▶ _GIVEN PROBLEM_:
Retype all of the entries word for word.

>> Start RECORDS FOR THIS EXERCISE

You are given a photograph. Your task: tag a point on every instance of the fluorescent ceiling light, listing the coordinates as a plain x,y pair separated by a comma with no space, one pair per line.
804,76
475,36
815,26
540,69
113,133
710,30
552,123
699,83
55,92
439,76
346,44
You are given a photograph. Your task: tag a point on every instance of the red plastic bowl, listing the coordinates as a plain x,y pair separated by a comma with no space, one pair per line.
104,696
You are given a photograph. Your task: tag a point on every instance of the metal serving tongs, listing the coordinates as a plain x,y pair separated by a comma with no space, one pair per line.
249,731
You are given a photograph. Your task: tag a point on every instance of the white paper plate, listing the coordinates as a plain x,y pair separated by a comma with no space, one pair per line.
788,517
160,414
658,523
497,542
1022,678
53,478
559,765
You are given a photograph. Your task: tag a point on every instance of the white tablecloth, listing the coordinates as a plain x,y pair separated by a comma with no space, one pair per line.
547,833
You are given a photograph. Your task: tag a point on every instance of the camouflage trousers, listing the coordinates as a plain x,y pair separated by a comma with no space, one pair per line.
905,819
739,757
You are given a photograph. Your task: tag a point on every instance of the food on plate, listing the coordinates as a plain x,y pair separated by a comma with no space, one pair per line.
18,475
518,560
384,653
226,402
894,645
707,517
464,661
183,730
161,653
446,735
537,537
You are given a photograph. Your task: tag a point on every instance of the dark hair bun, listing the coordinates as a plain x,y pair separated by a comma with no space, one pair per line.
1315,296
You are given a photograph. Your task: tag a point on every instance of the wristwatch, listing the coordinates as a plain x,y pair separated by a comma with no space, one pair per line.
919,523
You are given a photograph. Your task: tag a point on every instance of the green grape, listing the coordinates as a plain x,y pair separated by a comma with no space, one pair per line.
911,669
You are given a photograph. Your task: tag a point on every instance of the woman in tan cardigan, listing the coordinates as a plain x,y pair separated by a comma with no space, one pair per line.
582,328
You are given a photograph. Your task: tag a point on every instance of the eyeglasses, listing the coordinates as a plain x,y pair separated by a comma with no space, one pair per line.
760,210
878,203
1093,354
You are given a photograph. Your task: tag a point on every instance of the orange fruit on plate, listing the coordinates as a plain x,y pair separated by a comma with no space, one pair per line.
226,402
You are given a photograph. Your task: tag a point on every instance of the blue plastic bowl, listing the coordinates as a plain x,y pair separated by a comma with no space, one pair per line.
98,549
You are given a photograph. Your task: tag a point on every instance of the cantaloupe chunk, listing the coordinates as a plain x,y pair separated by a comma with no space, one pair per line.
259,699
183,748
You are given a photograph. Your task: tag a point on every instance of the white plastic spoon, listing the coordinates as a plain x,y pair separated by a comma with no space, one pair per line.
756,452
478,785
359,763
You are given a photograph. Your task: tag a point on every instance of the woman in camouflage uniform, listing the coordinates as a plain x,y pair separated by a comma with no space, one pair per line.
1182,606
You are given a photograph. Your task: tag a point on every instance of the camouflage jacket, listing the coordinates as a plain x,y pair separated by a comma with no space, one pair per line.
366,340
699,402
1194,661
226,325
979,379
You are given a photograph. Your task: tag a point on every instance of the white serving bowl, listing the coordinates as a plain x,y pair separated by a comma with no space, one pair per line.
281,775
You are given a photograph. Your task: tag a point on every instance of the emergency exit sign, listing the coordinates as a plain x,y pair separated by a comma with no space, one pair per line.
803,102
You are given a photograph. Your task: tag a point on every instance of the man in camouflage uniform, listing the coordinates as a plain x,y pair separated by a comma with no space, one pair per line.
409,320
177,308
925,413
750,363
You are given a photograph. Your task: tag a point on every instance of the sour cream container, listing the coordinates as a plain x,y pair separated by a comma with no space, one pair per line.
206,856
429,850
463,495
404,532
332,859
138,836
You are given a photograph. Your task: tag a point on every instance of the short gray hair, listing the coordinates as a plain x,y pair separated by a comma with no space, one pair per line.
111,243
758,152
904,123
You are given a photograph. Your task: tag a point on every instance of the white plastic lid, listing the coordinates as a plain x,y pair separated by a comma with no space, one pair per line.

>> End RECORDS FOR THIS EXERCISE

▶ _SOLVED EXERCISE_:
You are given a photograph. Your task: tag a point on every instance of the fluorescent ceiling light, listing the coordinates as a plain x,y pair separated by a comma with no space, one pair per line.
804,76
475,36
815,26
540,69
113,133
710,30
552,123
699,83
55,92
439,76
346,44
You are given a photograph. Your task: tag a point on every instance of the red plastic bowl, listing the coordinates as a plain x,y pair separated by a comma with no space, one pair per line.
104,696
You are given a photograph. Your task: tag a point on every instance of the metal serving tongs, listing the coordinates as a plain x,y pair separated by a comma with no space, one pair per line.
249,731
You are given a photograph. Your task: tag a point on every instance of the white paper plate, listing the coordinates as a plain x,y pair separated by a comma with no space, one pair per line.
788,517
160,414
658,523
497,542
1022,678
53,478
559,765
You are given a photograph. Your task: tag a point on every instance of the white tablecloth, listing the coordinates as a plain x,y pair separated by a comma with no space, one pair per line.
547,833
You are given a photograph. Your task: tag a point on every instance of the camouflage trousers, listing the coordinates as a plain x,y pair separated by a comma with no space, one pair per line.
905,819
739,757
You are given a photograph. Your task: tag a point on every instance of the food on plate, listing the coordinates as a plain x,y pair separated by a comma with no space, one pair per line.
18,475
518,560
384,653
226,402
894,645
707,517
464,661
183,730
161,653
446,735
537,537
You are given a photograph. Your task: tag a point on every instance of the dark hair bun, listing the coordinates as a plain x,y pair separated by a comma with no space, one pair per line.
1315,296
You are given a photograph. Your task: tag a point on every instance of the wristwatch, listing the coordinates as a plain x,y pair separated by a comma with no space, one pair per line.
919,523
You are given a photograph. Your task: tag a point on every instance of the green grape, listing the coordinates as a plain x,y pair separated by a comma with no space, one pair per line.
911,669
You are given a photograph. Your task: tag a point on every instance of the woman in tan cardigan, listing the coordinates as a plain x,y pair separated by a comma with no space, one pair per line.
582,328
You are given a photograph. Your task: tag a point on every instance of the eyeglasses, listing the coordinates as a plain x,y pair separated by a comma with no space, one pair per line.
760,210
878,203
1093,354
You are given a photograph. Your task: tag a point on every instance of the orange fruit on plate, listing the coordinates as a plain x,y pair separated by a comma with no space, one pair per line.
226,402
You are given a photograph. Your task: tag a point on every instance of the blue plastic bowl, listing the coordinates as a plain x,y pair separated by a comma with no space, one pair per line.
98,549
You are given a photograph. Your task: tag a point on every instance of the cantaloupe chunk, listing the coordinates as a plain x,y pair separated by a comma with no space, one pair per line.
259,699
183,748
You are given a photograph. Your task: tag a point on every instance of the white plastic spoon, listing the coordinates as a plain x,y pair separated by a comma with no space, one pair per line.
756,452
478,785
359,763
You are given a photograph. Your task: tag a point on every instance of the woman in camouflage uniform, listing the coordinates as a plain x,y pair separated by a comma with no space, one pair per line.
1182,606
You are given a photograph. Your task: tag a point on every instance of the camouflage jacket, listing the coordinates as a plain x,y pair separated by a comma with no space, one pair per line.
366,340
699,402
1194,661
226,325
979,379
You are given a photograph. Your task: tag a point on every instance of the white serving bowl, listing the coordinates as a plain x,y pair separated by a comma with no space, one pair per line.
281,775
You are given a photograph. Your task: tag a point on every instance of the emergency exit sign, listing the coordinates as a plain x,y pair separated by a comma with no space, one pair per line.
803,102
You are given a photograph. Your task: tag a point on every instance of the man in camouflage uniform, listing the coordinates as a plain x,y pair separated by a comma with no space, one pair per line.
409,320
177,308
925,413
750,363
You are given a photograph. Your task: tag a point on every instance of the sour cream container, listing the coordinates as a plain x,y pair separated by a comma with no space, one pair per line.
206,856
429,850
463,495
404,532
332,859
138,836
You are given a photograph. Your task: tag a point on every instance of the short gray hair, listing the coordinates as a plain x,y pair separated by a comma with no space, one pair per line.
111,243
758,152
904,123
You are given a photograph. Your task: tag a point on every instance of the white plastic lid, listing the coordinates as a plain x,y pair separated by a comma with no space, one pair per line.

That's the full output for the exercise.